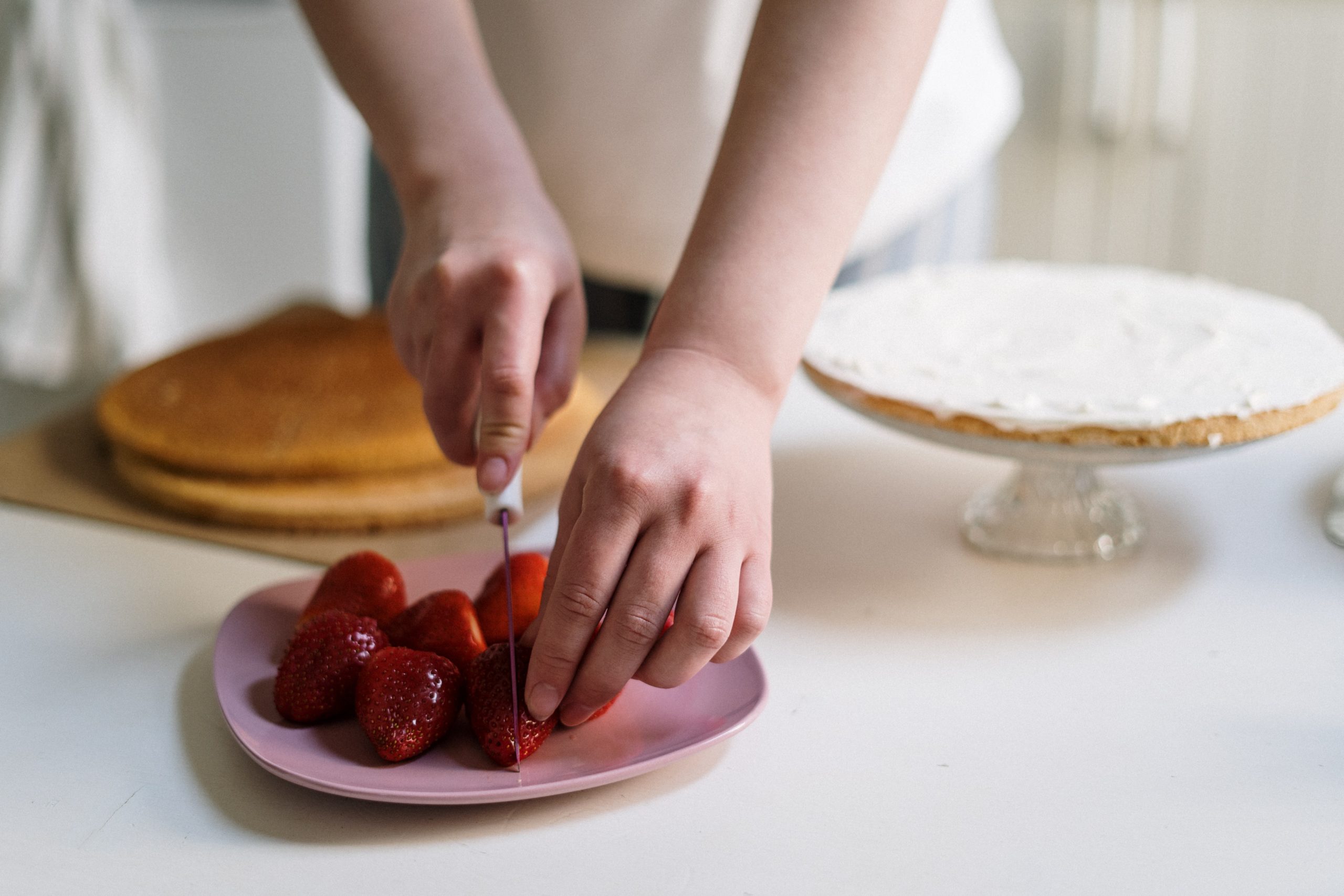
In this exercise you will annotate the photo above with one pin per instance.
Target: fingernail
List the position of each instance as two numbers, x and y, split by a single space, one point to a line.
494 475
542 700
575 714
...
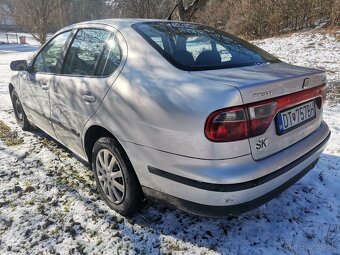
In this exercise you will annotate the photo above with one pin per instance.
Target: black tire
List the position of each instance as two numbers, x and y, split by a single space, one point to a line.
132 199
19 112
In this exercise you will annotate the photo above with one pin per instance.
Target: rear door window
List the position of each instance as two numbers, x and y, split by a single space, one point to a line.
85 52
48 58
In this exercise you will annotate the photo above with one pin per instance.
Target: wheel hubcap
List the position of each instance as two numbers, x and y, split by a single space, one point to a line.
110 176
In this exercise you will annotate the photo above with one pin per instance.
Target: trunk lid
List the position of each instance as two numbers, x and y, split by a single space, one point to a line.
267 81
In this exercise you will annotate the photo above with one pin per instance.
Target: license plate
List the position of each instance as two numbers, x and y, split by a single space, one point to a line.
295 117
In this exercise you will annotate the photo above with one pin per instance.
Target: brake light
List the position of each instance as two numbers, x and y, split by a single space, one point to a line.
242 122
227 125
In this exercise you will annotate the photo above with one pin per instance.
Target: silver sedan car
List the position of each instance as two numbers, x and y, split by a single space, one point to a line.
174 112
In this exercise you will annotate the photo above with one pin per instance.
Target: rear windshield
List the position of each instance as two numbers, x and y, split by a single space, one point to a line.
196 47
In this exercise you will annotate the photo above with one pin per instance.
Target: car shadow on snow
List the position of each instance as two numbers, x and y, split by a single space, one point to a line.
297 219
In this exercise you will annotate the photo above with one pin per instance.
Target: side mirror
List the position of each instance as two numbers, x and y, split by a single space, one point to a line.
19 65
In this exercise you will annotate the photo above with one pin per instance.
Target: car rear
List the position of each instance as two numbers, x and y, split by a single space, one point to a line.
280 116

EXERCISE REQUIREMENTS → Count the lines in the listing above that contain the string "rear", treating uppercase and lowercase letters as distinct. Reply with the number only.

OUTPUT OF THE TASK → 3